**Article**:

● ● ● ● ●

For the last twenty years, companies have used wikis to store information. The concept is simple: you create a page, write down how something works, and save it in a folder.

But as the pace of work accelerates, the wiki model is showing its age. Today’s teams don't just need a place to store text; they need an engine that actively surfaces answers.

The Passive Nature of Wikis

The fundamental flaw of a traditional wiki is that it expects the user to do the heavy lifting.

If you are a new hire looking for the company holiday schedule, a wiki requires you to know how the folder structure was organized by whoever built it three years ago. Is it under "HR"? "People Ops"? "Onboarding"? "General Info"?

By forcing employees to navigate arbitrary folder trees, passive wikis create friction. When friction gets too high, employees abandon the wiki and go straight to Slack to ask a human.

Enter the Knowledge Engine

A knowledge engine flips the model. Instead of making the user navigate to the document, the engine brings the exact answer to the user.

Search that understands intent

Unlike keyword search, an AI-powered engine understands semantic intent. If someone asks, "How do I get a new monitor?", the engine knows this is related to "hardware procurement" or "IT expensing," even if those exact words aren't in the query.

Answers over links

A traditional wiki gives you a list of ten blue links and says, "Good luck reading these." A knowledge engine reads the top three verified documents and generates a concise, two-paragraph answer, followed by the source links if you need to go deeper.

We built Slivo because we believe the era of the passive wiki is over. Teams don't want to browse folders; they just want the answer.

● ● ● ● ●

**Raw data**:
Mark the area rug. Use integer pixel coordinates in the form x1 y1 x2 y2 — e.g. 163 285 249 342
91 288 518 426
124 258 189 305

● ● ● ● ●

Reproduce the passage of the article on wikis above word for word, starting at "Search that understands" and ending after "in the query.".

Search that understands intent

Unlike keyword search, an AI-powered engine understands semantic intent. If someone asks, "How do I get a new monitor?", the engine knows this is related to "hardware procurement" or "IT expensing," even if those exact words aren't in the query.